----- Records provided -----

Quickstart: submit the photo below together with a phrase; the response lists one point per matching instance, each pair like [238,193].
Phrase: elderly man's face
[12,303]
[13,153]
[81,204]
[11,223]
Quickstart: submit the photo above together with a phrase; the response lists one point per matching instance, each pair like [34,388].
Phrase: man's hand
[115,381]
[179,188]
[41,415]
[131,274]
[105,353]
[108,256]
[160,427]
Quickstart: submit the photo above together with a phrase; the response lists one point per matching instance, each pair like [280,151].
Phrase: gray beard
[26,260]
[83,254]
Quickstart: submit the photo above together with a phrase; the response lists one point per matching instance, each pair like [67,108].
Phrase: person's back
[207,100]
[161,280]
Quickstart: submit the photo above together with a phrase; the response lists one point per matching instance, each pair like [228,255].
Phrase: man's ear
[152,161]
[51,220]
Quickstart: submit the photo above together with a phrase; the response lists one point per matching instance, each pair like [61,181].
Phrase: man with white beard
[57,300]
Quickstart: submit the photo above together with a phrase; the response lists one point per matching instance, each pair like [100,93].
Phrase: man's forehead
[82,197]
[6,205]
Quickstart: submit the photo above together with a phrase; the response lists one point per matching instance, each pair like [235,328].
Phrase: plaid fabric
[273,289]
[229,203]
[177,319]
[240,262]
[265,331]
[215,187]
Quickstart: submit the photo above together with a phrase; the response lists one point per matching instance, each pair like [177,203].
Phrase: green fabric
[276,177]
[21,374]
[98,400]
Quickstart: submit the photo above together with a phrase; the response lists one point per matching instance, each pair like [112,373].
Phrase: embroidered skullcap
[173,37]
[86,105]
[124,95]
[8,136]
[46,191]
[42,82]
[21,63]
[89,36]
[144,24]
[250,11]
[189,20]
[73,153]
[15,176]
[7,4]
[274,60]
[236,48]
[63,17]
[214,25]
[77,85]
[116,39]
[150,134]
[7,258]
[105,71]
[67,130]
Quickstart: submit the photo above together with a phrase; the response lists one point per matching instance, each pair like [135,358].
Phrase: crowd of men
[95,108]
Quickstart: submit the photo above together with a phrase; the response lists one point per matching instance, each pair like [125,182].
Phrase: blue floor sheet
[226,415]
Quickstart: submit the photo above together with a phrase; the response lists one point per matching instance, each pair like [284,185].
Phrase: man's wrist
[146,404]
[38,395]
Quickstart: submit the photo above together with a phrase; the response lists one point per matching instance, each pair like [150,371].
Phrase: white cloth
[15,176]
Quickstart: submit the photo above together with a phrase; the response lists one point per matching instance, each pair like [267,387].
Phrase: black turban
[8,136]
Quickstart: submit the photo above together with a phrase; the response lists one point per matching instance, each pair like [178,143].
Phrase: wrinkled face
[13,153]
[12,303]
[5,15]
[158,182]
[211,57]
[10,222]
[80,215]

-----

§ Given exercise
Write out exactly the final stretch of the records: the line containing "pair like [61,181]." and every line after it, through the last, and nothing else.

§ Complete answer
Quickstart: submit the photo above together with a phrase; the response lists one point per matching instance, each pair like [61,181].
Phrase: man with white beard
[57,300]
Quickstart: submit the photo above together with a phrase; the response lists one point per matching instance, each pair like [100,93].
Phrase: man's forehead
[82,197]
[6,205]
Quickstart: submit the photo above together with a phrase; the response lists one point per matching instance, each pair like [235,328].
Phrase: plaid fabric
[273,289]
[229,203]
[177,319]
[240,262]
[265,331]
[215,187]
Quickstart: submit the photo above together with a phrase; the response lists one point per matching instance, each pair like [177,203].
Phrase: green fabric
[276,177]
[21,374]
[98,400]
Quickstart: submit the photo above together with a phrase; the response lists one point per matching instance, each pair like [112,373].
Phrase: embroidered skullcap
[173,37]
[86,105]
[124,95]
[8,136]
[46,191]
[42,82]
[21,63]
[89,36]
[144,24]
[250,11]
[189,20]
[73,153]
[15,176]
[7,4]
[274,60]
[236,48]
[63,17]
[214,25]
[77,85]
[116,39]
[150,134]
[7,258]
[105,71]
[67,130]
Quickstart: submit the photo above together with a phrase; the response lists one point per matching instance, each pair like [135,358].
Phrase: crowd of men
[95,108]
Quickstart: submit the photo above together with a phrase; the response lists one point per matching instance, each pair like [125,182].
Phrase: blue floor sheet
[226,415]
Quickstart: submit the photo above together with a phrase; the response lists one point per matching instance, each pair like [284,185].
Phrase: man's wrist
[146,404]
[38,395]
Quickstart: submit the photo above together with a phrase; the response lists one point per matching instance, each pair like [150,371].
Phrase: white cloth
[15,176]
Quickstart: submit the photo above together with a phrase; the response lists one point per matching instance, each pair like [267,387].
Phrase: black turban
[8,136]
Quickstart: submit the photo above together with a phrase; the response lists one point per matching instance, each pair like [178,143].
Phrase: wrinkled face
[13,153]
[12,303]
[5,15]
[158,182]
[211,57]
[10,222]
[80,215]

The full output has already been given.